(Prompt) Reproduce every line of the listing below verbatim, from the first line through the last.

>>>

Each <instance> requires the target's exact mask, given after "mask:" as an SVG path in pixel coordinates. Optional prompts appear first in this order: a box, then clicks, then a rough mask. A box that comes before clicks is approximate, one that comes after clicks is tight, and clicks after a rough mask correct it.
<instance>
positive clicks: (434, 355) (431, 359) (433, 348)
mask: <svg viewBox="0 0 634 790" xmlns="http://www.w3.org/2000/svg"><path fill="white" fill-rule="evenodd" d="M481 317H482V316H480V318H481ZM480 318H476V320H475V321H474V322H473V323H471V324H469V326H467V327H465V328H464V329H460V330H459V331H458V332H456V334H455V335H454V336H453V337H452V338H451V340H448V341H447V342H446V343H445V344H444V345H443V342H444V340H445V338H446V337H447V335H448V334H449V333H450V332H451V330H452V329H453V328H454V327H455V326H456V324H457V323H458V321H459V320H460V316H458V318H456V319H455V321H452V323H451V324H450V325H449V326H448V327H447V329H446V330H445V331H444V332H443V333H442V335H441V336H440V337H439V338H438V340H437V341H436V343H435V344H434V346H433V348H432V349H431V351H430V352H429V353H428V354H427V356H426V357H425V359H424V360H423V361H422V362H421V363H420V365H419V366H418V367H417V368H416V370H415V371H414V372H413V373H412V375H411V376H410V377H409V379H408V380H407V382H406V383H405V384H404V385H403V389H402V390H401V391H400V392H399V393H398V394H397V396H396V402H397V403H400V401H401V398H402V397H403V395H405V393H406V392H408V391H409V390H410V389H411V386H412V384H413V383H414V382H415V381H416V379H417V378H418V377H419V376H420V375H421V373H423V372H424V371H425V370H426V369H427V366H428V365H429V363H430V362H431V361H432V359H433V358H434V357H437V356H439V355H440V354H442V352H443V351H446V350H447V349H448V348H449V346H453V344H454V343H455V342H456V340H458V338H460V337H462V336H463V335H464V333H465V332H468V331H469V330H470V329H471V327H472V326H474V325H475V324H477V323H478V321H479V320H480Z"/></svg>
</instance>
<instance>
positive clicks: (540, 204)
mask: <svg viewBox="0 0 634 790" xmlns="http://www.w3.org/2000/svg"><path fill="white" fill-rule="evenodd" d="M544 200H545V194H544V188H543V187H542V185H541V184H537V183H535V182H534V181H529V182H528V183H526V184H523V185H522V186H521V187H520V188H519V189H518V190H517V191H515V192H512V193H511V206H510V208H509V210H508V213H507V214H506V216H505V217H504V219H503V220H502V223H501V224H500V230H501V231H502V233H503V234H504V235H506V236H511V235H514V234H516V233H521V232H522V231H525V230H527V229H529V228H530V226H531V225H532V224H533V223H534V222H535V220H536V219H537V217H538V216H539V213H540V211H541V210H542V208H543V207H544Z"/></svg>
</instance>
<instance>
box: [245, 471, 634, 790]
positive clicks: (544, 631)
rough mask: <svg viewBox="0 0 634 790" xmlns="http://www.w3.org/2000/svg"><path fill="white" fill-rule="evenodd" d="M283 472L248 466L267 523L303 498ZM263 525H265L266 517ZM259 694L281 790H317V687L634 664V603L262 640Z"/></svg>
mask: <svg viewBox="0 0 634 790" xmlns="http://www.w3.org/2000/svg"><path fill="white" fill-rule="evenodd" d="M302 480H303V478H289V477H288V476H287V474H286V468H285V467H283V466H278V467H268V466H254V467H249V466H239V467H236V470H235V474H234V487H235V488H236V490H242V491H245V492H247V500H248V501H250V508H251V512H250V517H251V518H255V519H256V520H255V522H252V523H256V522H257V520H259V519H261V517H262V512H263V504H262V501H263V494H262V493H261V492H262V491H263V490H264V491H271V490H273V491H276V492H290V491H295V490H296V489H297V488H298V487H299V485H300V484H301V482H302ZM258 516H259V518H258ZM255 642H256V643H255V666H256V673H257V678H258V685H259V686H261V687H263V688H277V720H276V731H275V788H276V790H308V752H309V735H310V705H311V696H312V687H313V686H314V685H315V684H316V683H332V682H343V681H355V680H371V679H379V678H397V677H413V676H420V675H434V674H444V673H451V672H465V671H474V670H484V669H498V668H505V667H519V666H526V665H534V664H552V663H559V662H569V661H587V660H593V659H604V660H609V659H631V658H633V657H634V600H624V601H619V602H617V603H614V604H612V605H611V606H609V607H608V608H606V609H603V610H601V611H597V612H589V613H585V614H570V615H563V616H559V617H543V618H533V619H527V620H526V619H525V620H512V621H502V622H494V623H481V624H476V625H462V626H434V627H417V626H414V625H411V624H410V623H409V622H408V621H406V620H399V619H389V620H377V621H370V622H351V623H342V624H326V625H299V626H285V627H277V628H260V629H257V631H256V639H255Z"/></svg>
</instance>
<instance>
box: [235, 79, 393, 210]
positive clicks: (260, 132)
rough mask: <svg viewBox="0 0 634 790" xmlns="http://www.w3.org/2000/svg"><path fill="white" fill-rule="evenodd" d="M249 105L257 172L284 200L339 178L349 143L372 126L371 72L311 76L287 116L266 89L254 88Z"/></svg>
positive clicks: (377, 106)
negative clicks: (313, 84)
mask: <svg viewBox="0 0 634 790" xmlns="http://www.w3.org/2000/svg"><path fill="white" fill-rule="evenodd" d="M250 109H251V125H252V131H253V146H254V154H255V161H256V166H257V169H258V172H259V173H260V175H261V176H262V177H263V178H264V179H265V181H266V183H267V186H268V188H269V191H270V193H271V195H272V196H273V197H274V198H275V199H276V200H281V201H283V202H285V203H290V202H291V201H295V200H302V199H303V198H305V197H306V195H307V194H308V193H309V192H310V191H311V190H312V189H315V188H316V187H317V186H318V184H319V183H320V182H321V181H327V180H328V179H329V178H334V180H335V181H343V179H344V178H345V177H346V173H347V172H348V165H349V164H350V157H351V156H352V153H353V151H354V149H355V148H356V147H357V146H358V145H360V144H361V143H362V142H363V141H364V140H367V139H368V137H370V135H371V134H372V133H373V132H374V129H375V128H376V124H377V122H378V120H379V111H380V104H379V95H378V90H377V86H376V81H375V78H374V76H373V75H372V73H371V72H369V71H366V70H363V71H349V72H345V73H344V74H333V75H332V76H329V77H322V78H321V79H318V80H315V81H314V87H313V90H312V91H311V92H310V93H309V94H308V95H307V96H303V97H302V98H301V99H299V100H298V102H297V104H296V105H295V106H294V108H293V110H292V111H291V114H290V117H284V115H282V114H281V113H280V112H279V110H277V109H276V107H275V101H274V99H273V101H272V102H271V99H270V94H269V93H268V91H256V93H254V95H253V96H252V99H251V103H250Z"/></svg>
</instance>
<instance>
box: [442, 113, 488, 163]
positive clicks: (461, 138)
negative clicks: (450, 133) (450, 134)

<<<

(Exercise response)
Each <instance> requires the target's exact mask, given after "mask:" as an SVG path in pixel coordinates. Optional prompts appear first in this order: a box, then clicks, then a rough mask. A box that comes before clicks is approximate, one that comes after clicks is tight, and clicks after a rough mask correct it.
<instance>
positive clicks: (434, 355) (431, 359) (433, 348)
mask: <svg viewBox="0 0 634 790" xmlns="http://www.w3.org/2000/svg"><path fill="white" fill-rule="evenodd" d="M481 317H482V316H480V318H481ZM480 318H476V320H475V321H474V322H473V323H471V324H469V326H467V327H465V328H464V329H460V330H459V331H458V332H456V334H455V335H454V336H453V337H452V338H451V340H448V341H447V342H446V343H445V344H444V345H443V342H444V340H445V338H446V337H447V335H448V334H449V333H450V332H451V330H452V329H453V328H454V327H455V326H456V324H457V323H458V321H459V320H460V316H458V318H456V319H455V321H452V323H451V324H450V325H449V326H448V327H447V329H446V330H445V331H444V332H443V333H442V335H441V336H440V337H439V338H438V340H437V341H436V343H435V344H434V346H433V348H432V349H431V351H430V352H429V353H428V354H427V356H426V357H425V359H424V360H423V361H422V362H421V363H420V365H419V366H418V367H417V368H416V370H415V371H414V372H413V373H412V375H411V376H410V377H409V379H408V380H407V382H406V383H405V384H404V385H403V389H402V390H401V391H400V392H399V393H398V394H397V396H396V402H397V403H400V401H401V398H402V397H403V395H405V393H406V392H408V391H409V390H410V389H411V386H412V384H413V383H414V382H415V381H416V379H417V378H418V377H419V376H420V375H421V373H423V372H424V371H425V370H426V369H427V366H428V365H429V363H430V362H431V361H432V359H433V358H434V357H437V356H439V355H440V354H442V352H443V351H446V350H447V349H448V348H449V346H453V344H454V343H455V342H456V340H458V338H460V337H462V336H463V335H464V333H465V332H468V331H469V330H470V329H471V327H472V326H474V325H475V324H477V323H478V321H479V320H480Z"/></svg>
</instance>
<instance>
positive clicks: (540, 204)
mask: <svg viewBox="0 0 634 790" xmlns="http://www.w3.org/2000/svg"><path fill="white" fill-rule="evenodd" d="M544 200H545V194H544V188H543V187H542V185H541V184H537V183H535V182H534V181H529V182H528V183H526V184H523V185H522V186H521V187H520V188H519V189H518V190H517V191H515V192H512V193H511V206H510V208H509V210H508V213H507V214H506V216H505V217H504V219H503V220H502V223H501V224H500V230H501V231H502V233H503V234H504V235H506V236H511V235H514V234H516V233H521V232H522V231H525V230H527V229H529V228H530V226H531V225H532V224H533V223H534V222H535V220H536V219H537V217H538V216H539V213H540V211H541V210H542V208H543V207H544Z"/></svg>
</instance>
<instance>
box: [245, 471, 634, 790]
positive clicks: (544, 631)
rough mask: <svg viewBox="0 0 634 790" xmlns="http://www.w3.org/2000/svg"><path fill="white" fill-rule="evenodd" d="M283 472L248 466L267 523L303 498ZM263 525H265L266 517ZM259 694L281 790H317V687L634 664V603L262 640Z"/></svg>
mask: <svg viewBox="0 0 634 790" xmlns="http://www.w3.org/2000/svg"><path fill="white" fill-rule="evenodd" d="M302 480H303V478H289V477H288V476H287V474H286V468H285V467H283V466H278V467H268V466H254V467H249V466H239V467H236V470H235V474H234V487H235V488H236V490H242V491H245V492H247V500H248V501H250V508H251V512H250V517H251V518H255V519H256V520H255V522H252V523H256V522H257V520H259V519H261V517H262V512H263V504H262V501H263V494H262V493H261V492H262V491H263V490H264V491H271V490H273V491H276V492H290V491H295V490H296V489H297V488H298V487H299V485H300V484H301V482H302ZM258 516H259V518H258ZM255 642H256V643H255V666H256V673H257V678H258V685H259V686H261V687H263V688H277V720H276V731H275V788H276V790H308V752H309V735H310V705H311V696H312V687H313V686H314V685H315V684H316V683H332V682H343V681H355V680H371V679H379V678H397V677H413V676H420V675H434V674H444V673H451V672H465V671H474V670H484V669H498V668H505V667H519V666H526V665H534V664H552V663H559V662H569V661H587V660H593V659H604V660H609V659H631V658H633V657H634V600H624V601H619V602H617V603H614V604H612V605H611V606H609V607H608V608H606V609H603V610H601V611H597V612H589V613H585V614H570V615H563V616H559V617H543V618H533V619H527V620H526V619H525V620H512V621H502V622H494V623H481V624H476V625H462V626H434V627H417V626H414V625H411V624H410V623H409V622H408V621H406V620H399V619H389V620H377V621H370V622H351V623H342V624H326V625H299V626H285V627H277V628H260V629H257V631H256V639H255Z"/></svg>
</instance>
<instance>
box: [235, 79, 393, 210]
positive clicks: (260, 132)
rough mask: <svg viewBox="0 0 634 790" xmlns="http://www.w3.org/2000/svg"><path fill="white" fill-rule="evenodd" d="M249 105L257 172L284 200L339 178L349 143L372 126L371 72L311 76L287 116L266 89L254 88Z"/></svg>
positive clicks: (377, 106)
negative clicks: (313, 84)
mask: <svg viewBox="0 0 634 790" xmlns="http://www.w3.org/2000/svg"><path fill="white" fill-rule="evenodd" d="M250 109H251V125H252V131H253V146H254V154H255V161H256V166H257V169H258V172H259V173H260V175H261V176H262V177H263V178H264V179H265V181H266V183H267V186H268V188H269V191H270V193H271V195H272V196H273V197H274V198H275V199H276V200H281V201H283V202H285V203H290V202H291V201H295V200H302V199H303V198H305V197H306V195H307V194H308V193H309V192H310V191H311V190H312V189H315V188H316V187H317V186H318V184H319V183H320V182H321V181H327V180H328V179H329V178H334V180H335V181H343V179H344V178H345V177H346V173H347V172H348V165H349V164H350V157H351V156H352V153H353V151H354V149H355V148H356V147H357V146H358V145H360V144H361V143H362V142H363V141H364V140H367V139H368V137H370V135H371V134H372V133H373V132H374V129H375V128H376V124H377V122H378V120H379V111H380V104H379V95H378V90H377V86H376V81H375V78H374V76H373V75H372V73H371V72H369V71H366V70H363V71H349V72H345V73H344V74H333V75H332V76H329V77H322V78H321V79H318V80H315V81H314V87H313V90H312V91H311V92H310V93H309V94H308V95H307V96H303V97H302V98H301V99H299V100H298V102H297V104H296V105H295V106H294V108H293V110H292V111H291V114H290V117H284V115H282V114H281V113H280V112H279V110H277V109H276V107H275V101H274V99H273V101H272V102H271V99H270V94H269V93H268V91H256V93H254V95H253V96H252V99H251V103H250Z"/></svg>
</instance>
<instance>
box: [442, 113, 488, 163]
positive clicks: (461, 138)
negative clicks: (450, 133) (450, 134)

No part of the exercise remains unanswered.